[Coordinate labeling data]
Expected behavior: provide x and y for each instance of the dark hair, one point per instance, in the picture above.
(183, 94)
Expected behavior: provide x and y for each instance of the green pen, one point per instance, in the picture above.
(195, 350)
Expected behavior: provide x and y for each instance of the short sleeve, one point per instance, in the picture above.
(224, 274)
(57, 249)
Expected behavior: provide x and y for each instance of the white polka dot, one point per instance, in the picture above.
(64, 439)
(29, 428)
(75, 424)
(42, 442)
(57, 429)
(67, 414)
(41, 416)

...

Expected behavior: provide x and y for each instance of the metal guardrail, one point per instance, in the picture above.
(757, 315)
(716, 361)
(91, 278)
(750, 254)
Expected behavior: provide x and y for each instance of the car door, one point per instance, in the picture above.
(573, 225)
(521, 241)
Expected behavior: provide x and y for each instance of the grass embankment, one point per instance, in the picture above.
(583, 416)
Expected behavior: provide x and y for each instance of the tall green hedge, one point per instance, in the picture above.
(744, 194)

Task description
Identify each line in the data above that contains the word "Expected", and copy every such line in full.

The completed task
Expected behavior: provide x and y for each instance of the dark hair, one point per instance, in the picture above.
Expected behavior: provide x and y for each instance of the green pen, one point per instance, in the picture above.
Expected behavior: provide x and y for each instance of the short sleeve, one point per instance, in the picture above.
Expected behavior: provide x and y for each instance of the white polka dot, one point per instance, in the picture above.
Expected behavior: provide x and y for each instance of the metal guardrail, one point per instance, in the picture above.
Expected behavior: provide x and y for each instance of the car door, one point per instance, in the picture above.
Expected behavior: provide x and y for each instance of the grass embankment, one point per instance, in the picture above.
Expected behavior: provide x and y for each instance of the tall green hedge, one point per instance, in the picture above.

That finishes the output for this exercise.